Pick out and copy every line of the data below that contains the word "prompts", counting uppercase and lowercase letters as different.
==== DATA TO PROCESS ====
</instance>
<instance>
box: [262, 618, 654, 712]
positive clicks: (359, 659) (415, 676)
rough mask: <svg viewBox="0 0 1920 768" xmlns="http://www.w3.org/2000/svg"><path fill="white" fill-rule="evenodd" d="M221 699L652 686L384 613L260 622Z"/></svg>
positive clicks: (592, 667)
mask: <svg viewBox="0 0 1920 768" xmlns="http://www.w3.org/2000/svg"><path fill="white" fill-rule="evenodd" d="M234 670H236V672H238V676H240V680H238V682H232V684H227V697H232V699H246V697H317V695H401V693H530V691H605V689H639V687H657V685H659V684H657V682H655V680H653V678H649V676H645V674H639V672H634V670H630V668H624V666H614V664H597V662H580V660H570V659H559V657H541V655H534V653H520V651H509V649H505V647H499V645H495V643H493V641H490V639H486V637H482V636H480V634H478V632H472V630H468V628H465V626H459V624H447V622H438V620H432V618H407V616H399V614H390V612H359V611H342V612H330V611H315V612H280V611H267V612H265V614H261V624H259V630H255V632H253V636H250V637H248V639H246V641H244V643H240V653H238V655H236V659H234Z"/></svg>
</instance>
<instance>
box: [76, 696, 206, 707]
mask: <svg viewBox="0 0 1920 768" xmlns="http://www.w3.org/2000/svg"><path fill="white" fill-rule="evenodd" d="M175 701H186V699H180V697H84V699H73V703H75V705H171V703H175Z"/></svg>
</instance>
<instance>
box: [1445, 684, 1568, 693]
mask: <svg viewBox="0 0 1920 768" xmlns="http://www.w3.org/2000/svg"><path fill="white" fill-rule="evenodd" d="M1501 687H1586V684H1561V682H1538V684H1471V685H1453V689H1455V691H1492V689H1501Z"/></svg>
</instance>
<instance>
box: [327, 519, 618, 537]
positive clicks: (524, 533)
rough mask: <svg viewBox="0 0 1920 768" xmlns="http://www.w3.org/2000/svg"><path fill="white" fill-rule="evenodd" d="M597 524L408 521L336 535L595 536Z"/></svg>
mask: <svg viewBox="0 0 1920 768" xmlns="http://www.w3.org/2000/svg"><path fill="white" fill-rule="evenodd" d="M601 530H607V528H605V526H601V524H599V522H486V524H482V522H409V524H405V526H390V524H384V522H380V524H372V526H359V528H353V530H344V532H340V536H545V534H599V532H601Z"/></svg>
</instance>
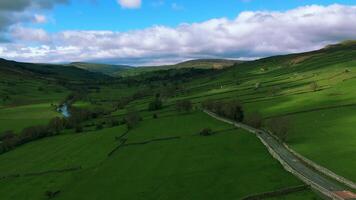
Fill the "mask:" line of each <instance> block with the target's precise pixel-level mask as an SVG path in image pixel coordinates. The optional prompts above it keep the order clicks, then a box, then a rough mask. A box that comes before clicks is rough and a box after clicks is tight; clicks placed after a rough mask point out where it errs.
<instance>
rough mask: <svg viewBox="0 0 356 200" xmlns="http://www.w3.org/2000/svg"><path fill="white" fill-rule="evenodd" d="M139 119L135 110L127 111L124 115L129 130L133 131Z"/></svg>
mask: <svg viewBox="0 0 356 200" xmlns="http://www.w3.org/2000/svg"><path fill="white" fill-rule="evenodd" d="M140 120H141V117H140V115H139V113H138V112H137V111H135V110H129V111H128V112H127V114H126V117H125V121H126V125H127V128H128V129H129V130H131V129H133V128H134V127H135V126H137V124H138V123H139V122H140Z"/></svg>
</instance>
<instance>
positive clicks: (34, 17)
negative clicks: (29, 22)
mask: <svg viewBox="0 0 356 200" xmlns="http://www.w3.org/2000/svg"><path fill="white" fill-rule="evenodd" d="M33 21H34V22H35V23H37V24H43V23H46V22H47V18H46V16H44V15H39V14H35V15H34V16H33Z"/></svg>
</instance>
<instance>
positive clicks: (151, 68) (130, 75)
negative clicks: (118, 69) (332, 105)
mask: <svg viewBox="0 0 356 200" xmlns="http://www.w3.org/2000/svg"><path fill="white" fill-rule="evenodd" d="M242 62H243V61H239V60H224V59H198V60H190V61H186V62H181V63H178V64H174V65H162V66H145V67H133V68H129V69H126V70H122V71H119V72H117V73H115V75H116V76H123V77H125V76H136V75H140V74H143V73H146V72H153V71H160V70H169V69H184V68H195V69H224V68H227V67H231V66H233V65H234V64H240V63H242Z"/></svg>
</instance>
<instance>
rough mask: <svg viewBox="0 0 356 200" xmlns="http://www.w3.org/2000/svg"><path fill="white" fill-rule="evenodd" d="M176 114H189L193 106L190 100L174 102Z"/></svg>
mask: <svg viewBox="0 0 356 200" xmlns="http://www.w3.org/2000/svg"><path fill="white" fill-rule="evenodd" d="M176 109H177V111H178V112H189V111H191V110H192V109H193V104H192V102H191V101H190V100H180V101H177V102H176Z"/></svg>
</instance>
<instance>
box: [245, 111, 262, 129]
mask: <svg viewBox="0 0 356 200" xmlns="http://www.w3.org/2000/svg"><path fill="white" fill-rule="evenodd" d="M244 123H245V124H247V125H250V126H252V127H254V128H261V127H262V125H263V118H262V116H261V114H259V113H257V112H256V113H252V114H249V115H248V116H246V117H245V119H244Z"/></svg>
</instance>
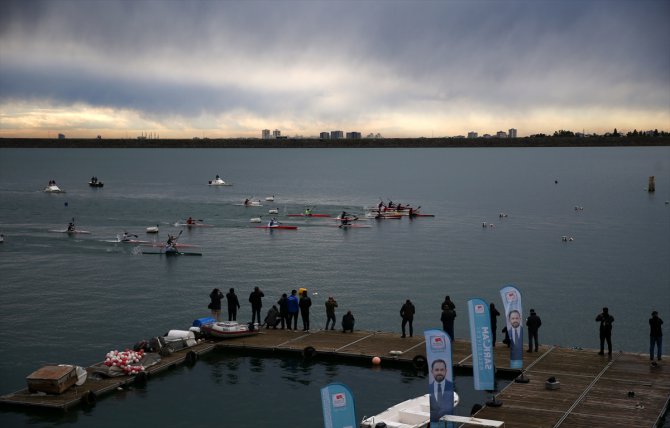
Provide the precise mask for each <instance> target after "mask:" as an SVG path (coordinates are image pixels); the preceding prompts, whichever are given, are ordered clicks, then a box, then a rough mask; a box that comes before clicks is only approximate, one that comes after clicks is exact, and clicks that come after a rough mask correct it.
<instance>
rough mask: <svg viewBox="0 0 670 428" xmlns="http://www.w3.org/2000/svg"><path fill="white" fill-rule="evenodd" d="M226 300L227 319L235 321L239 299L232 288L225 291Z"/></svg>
mask: <svg viewBox="0 0 670 428" xmlns="http://www.w3.org/2000/svg"><path fill="white" fill-rule="evenodd" d="M226 301H227V302H228V321H237V310H238V309H239V308H240V301H239V300H238V299H237V294H235V289H234V288H231V289H230V291H229V292H228V293H226Z"/></svg>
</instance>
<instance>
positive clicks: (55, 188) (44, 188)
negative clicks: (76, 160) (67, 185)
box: [44, 184, 65, 193]
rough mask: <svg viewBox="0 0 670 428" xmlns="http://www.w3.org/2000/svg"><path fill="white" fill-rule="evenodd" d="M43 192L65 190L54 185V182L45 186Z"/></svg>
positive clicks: (63, 191) (48, 192)
mask: <svg viewBox="0 0 670 428" xmlns="http://www.w3.org/2000/svg"><path fill="white" fill-rule="evenodd" d="M44 192H46V193H65V190H62V189H61V188H60V187H58V186H56V185H55V184H52V185H51V186H47V187H45V188H44Z"/></svg>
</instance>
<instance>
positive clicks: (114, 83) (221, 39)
mask: <svg viewBox="0 0 670 428" xmlns="http://www.w3.org/2000/svg"><path fill="white" fill-rule="evenodd" d="M669 19H670V2H669V1H663V0H635V1H633V0H630V1H628V0H622V1H604V0H584V1H542V2H537V1H531V0H507V1H486V0H472V1H461V0H445V1H422V2H410V1H402V0H400V1H381V0H370V1H366V2H350V1H344V0H342V1H323V0H314V1H310V2H304V1H289V0H277V1H268V0H258V1H254V2H242V1H226V2H216V1H215V2H212V1H199V0H186V1H181V2H173V1H167V0H166V1H161V0H157V1H140V2H128V1H123V0H91V1H86V2H81V1H74V0H53V1H47V0H4V1H3V2H2V3H0V137H5V138H7V137H37V138H49V137H50V138H57V135H58V134H64V135H66V136H67V138H96V136H98V135H100V136H102V138H136V137H137V136H140V135H145V134H148V133H151V134H152V135H160V138H194V137H197V138H235V137H240V138H261V135H260V132H261V130H262V129H268V130H281V137H289V138H290V137H294V136H305V137H317V138H318V137H319V135H320V133H321V132H331V130H343V131H344V132H345V133H346V132H360V134H361V135H362V136H363V138H365V136H368V135H371V134H372V135H383V136H384V137H385V138H404V137H453V136H467V135H468V134H469V133H470V132H477V133H478V135H479V136H480V137H481V136H482V135H484V134H490V135H493V136H495V135H497V133H498V132H500V131H502V132H506V133H507V134H508V135H509V130H510V129H516V130H518V135H517V137H524V136H529V135H533V134H547V135H551V134H553V133H554V132H555V131H558V130H569V131H573V132H575V133H581V132H584V133H586V134H591V133H596V134H600V135H602V134H605V133H608V132H609V133H611V132H613V130H614V129H615V128H616V129H617V130H618V131H619V132H621V133H627V132H630V131H633V130H638V131H649V130H654V129H658V130H659V131H668V130H670V56H669V55H668V54H667V52H668V50H669V49H670V27H668V25H667V21H668V20H669ZM264 22H265V24H264ZM271 132H272V131H271ZM345 135H346V134H345Z"/></svg>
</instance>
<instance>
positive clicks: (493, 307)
====
YOUR SOLUTION -
Fill the "mask:" line of each <instance> block with the target's precise pixel-level mask as an SVG path in image pixel coordinates. The optional prompts above it keep the order clicks, then a box, then a rough mask. A box that comes before clicks is rough and a box after clicks is tight; clicks placed after a rough mask point out where it errs.
Provide the precise mask for each <instance> target after "mask:" as an SVG path (coordinates are image pixels); the preceding prompts, whichever are given, are ordered clicks, then a box, then a rough mask; a box that comes before clicks is only approximate, one that comes after clicks is exact, and clicks that come after a rough mask correct it.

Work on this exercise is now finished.